Rewrite all of the data below, swapping each occurrence of "single dot" for "single point" and leaving every other part unchanged.

Named object pointing entries:
╔══
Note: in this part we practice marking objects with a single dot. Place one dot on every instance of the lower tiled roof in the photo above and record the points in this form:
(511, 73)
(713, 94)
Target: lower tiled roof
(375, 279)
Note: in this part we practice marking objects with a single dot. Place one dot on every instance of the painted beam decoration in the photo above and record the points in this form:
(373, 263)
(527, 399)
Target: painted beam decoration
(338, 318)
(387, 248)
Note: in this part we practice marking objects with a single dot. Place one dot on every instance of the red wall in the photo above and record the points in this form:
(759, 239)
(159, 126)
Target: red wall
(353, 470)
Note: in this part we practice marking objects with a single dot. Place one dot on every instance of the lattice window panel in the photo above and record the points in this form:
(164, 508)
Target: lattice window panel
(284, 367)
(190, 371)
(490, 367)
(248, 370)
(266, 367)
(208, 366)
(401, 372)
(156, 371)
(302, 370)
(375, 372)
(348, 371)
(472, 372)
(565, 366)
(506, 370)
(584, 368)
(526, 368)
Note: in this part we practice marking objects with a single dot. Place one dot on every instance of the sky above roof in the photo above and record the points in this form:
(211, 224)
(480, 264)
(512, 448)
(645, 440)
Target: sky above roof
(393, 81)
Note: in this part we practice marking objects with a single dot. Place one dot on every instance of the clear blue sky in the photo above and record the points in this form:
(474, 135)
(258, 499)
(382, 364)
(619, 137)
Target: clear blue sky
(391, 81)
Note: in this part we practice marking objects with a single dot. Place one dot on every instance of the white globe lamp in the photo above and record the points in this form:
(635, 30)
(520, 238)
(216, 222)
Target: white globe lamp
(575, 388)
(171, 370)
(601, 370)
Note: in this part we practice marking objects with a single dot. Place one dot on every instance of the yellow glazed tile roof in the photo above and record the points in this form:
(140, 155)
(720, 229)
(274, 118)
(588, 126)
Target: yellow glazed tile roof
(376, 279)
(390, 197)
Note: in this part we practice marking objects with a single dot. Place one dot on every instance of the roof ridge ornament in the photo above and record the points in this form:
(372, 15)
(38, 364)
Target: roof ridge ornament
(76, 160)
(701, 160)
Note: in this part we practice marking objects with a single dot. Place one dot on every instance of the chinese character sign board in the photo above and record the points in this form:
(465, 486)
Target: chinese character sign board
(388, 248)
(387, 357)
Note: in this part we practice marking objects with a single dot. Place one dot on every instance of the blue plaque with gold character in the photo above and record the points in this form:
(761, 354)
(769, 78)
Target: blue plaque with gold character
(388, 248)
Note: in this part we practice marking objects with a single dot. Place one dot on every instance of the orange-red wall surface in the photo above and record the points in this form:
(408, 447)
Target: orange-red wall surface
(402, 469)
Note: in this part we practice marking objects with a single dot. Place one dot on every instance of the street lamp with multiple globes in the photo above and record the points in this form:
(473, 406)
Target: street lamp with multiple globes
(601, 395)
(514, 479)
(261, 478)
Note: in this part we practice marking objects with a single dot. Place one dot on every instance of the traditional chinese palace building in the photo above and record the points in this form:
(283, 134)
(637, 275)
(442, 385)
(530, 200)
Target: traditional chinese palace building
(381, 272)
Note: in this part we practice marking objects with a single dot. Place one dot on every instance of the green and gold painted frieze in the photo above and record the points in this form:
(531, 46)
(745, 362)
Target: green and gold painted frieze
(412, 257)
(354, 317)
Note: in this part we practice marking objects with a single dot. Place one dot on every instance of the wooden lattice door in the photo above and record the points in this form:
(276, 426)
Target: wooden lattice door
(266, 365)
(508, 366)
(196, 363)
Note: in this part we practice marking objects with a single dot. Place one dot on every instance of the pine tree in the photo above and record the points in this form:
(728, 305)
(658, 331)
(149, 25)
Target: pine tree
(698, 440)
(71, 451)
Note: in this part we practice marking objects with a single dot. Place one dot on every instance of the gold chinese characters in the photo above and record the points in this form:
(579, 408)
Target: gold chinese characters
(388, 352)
╚══
SOLUTION:
Note: in this part we practice marking objects with a single point. Place one dot on every instance of the lower tiled roof in the photo above and record the points in this form:
(511, 73)
(713, 94)
Target: lower tiled roof
(375, 279)
Note: in this part we practice marking objects with a single point. Place one dot on every instance of the painted beam decoration in the photo above and record the points in this form:
(373, 263)
(527, 399)
Target: painted beam decoration
(338, 318)
(387, 248)
Note: in this part we practice marking objects with a single point. Place one dot on every instance of the red wall in the photo above and record the points in this form:
(759, 239)
(159, 126)
Target: red wall
(353, 470)
Note: in this part we practice marking objects with a single point. Place one dot on every instance of the lattice window panel in the photo above and record the points in this form:
(164, 508)
Target: lattice window panel
(284, 367)
(190, 371)
(490, 367)
(248, 370)
(266, 367)
(208, 366)
(401, 372)
(156, 371)
(302, 370)
(375, 372)
(348, 371)
(472, 372)
(565, 366)
(506, 370)
(584, 368)
(526, 368)
Note: in this part we practice marking objects with a single point. Place one dot on every instance of the sky above roof in the photo above and record the points in this form:
(211, 224)
(480, 264)
(512, 448)
(645, 440)
Target: sky above roof
(393, 81)
Note: in this part we practice marking objects with a single point. Place one dot on every instance of the clear blue sky in the photo above and record the points in this form:
(474, 135)
(258, 499)
(382, 364)
(619, 137)
Target: clear blue sky
(391, 81)
Note: in this part we practice marking objects with a single point. Place one dot on every instance of the white globe lamp in the photo above and record the points in this form:
(635, 30)
(520, 238)
(216, 222)
Target: white globe lamp
(575, 388)
(171, 370)
(601, 370)
Note: in this part we practice marking objects with a single point. Place one dot on every instance of the yellow glazed tile roof in the photo above and record the points in this form:
(140, 155)
(720, 229)
(274, 118)
(588, 126)
Target: yellow glazed tile roof
(376, 279)
(390, 197)
Note: in this part we practice marking objects with a single point. Place one dot on every instance of the roof ridge ornament in the photo above and record the points in this form:
(372, 15)
(38, 364)
Target: roof ridge ornament
(76, 160)
(701, 160)
Note: in this part we practice marking objects with a single point. Place one dot on every instance of the chinese character sign board in the photo above and record the points in this form:
(465, 486)
Target: chinese character sign board
(388, 248)
(387, 357)
Note: in this part we practice marking objects with a single point. Place one dot on every instance of the blue plaque with gold character in the photo above and record the points in this form:
(761, 354)
(769, 78)
Target: blue plaque with gold character
(388, 248)
Note: in this part we practice marking objects with a single point. Place one dot on every instance of the orange-red wall surface in the photo above and record the points in this form:
(408, 447)
Target: orange-red wall surface
(402, 469)
Note: in this part we practice marking objects with a single point. Place one dot on every instance of the street lamp with multiple globes in the photo above and record the points in this form:
(473, 406)
Target: street lamp with multiple globes
(601, 395)
(514, 479)
(261, 478)
Note: in this part we practice marking objects with a single point. Place one dot on every instance of the traditional chinese palace building in the photo above and record the points in this form:
(283, 134)
(637, 275)
(442, 385)
(530, 200)
Target: traditional chinese palace building
(381, 272)
Note: in this part we practice marking objects with a single point. Place one dot on every instance of the green and gold painted frieze in the photo above and record the points in this form:
(531, 46)
(745, 362)
Target: green and gold painted frieze
(412, 257)
(354, 317)
Note: in this part we practice marking objects with a single point. Place one dot on every instance of the wooden lattice door in the photo above and record the points in this form:
(276, 426)
Target: wooden lattice door
(266, 365)
(508, 366)
(196, 363)
Note: in this part we practice marking objects with a single point. Place one dot on every instance of the pine tree in the photo above and record the points in this form:
(728, 305)
(658, 331)
(149, 25)
Target: pine tree
(698, 440)
(71, 451)
Note: in this part we practice marking objects with a single point. Place one dot on every instance of the gold chinese characters in the photo above and record the points in this form:
(579, 408)
Target: gold chinese characters
(388, 352)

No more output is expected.